▶ INSTRUCTIONS TO FOLLOW: Can you lay out, as a numbered list without blank lines, only the part of the lines below that opens with the line containing "Task: Where can the shrub" and closes with the line containing "x=361, y=120"?

▶ TASK INPUT:
------

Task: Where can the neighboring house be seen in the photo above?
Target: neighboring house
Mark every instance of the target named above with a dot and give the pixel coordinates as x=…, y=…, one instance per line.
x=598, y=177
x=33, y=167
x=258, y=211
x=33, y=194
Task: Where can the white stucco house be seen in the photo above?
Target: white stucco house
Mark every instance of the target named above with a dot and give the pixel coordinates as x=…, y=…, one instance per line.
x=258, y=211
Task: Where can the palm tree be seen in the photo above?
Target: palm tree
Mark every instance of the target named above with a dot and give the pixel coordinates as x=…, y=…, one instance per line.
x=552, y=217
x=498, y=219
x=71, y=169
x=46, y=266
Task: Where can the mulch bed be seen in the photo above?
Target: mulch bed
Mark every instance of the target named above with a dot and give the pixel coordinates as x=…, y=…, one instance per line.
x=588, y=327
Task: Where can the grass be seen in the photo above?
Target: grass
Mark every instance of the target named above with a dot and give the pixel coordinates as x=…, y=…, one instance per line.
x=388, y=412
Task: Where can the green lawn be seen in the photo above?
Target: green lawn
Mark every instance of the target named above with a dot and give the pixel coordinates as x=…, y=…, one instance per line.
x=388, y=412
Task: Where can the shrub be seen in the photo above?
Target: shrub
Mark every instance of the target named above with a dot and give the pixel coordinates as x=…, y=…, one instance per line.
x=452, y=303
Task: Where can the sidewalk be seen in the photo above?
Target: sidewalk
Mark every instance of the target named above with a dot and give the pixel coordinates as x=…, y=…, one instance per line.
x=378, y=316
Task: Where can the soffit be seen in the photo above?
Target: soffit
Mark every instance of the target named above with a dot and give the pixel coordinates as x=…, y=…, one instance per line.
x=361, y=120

------

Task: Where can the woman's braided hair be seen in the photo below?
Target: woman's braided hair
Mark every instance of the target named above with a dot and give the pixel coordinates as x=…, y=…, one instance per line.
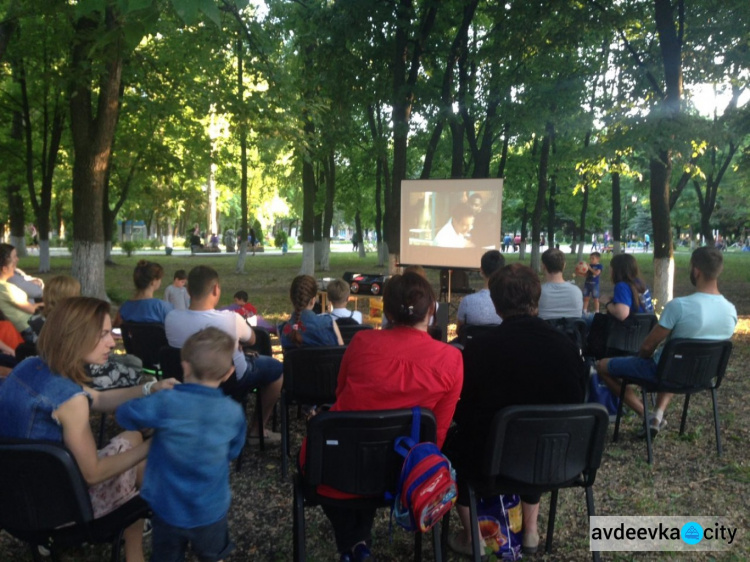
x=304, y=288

------

▶ WORKED ANSWER:
1. Task: Where can the shrub be seen in the photo above?
2. Target: shrub
3. Mark every instance of the target named above with a dot and give the pixel coordinates as x=…, y=…, one instance per line.
4. x=452, y=303
5. Task: Where can the sidewalk be seen in the photo above?
6. Target: sidewalk
7. Mark every instance of the target named above with a dot and give the pixel coordinates as x=…, y=…, one instance per line.
8. x=378, y=316
9. Task: Where can the soffit be seen in the photo above?
10. Target: soffit
11. Mark every instance of the target named above with a dot and give the pixel coordinates as x=…, y=…, one instance per line.
12. x=361, y=120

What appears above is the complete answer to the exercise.